-- The problem --
An exact transcription of the records is required, minus any images.

Stored data entries:
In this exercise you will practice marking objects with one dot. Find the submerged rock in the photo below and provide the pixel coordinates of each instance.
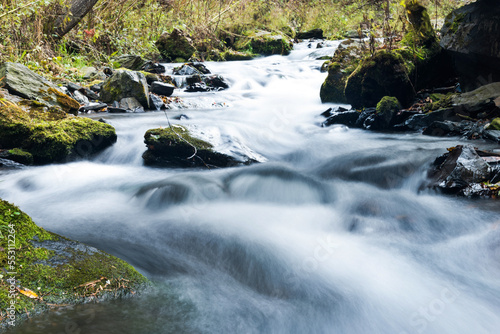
(124, 84)
(460, 171)
(53, 270)
(175, 147)
(20, 80)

-- Response for this exercise --
In this exercise you will practice marking objects with one dot. Find the submerged rock in the photo below and provide the pixel coordinates of each instance.
(124, 84)
(460, 171)
(53, 270)
(175, 147)
(20, 80)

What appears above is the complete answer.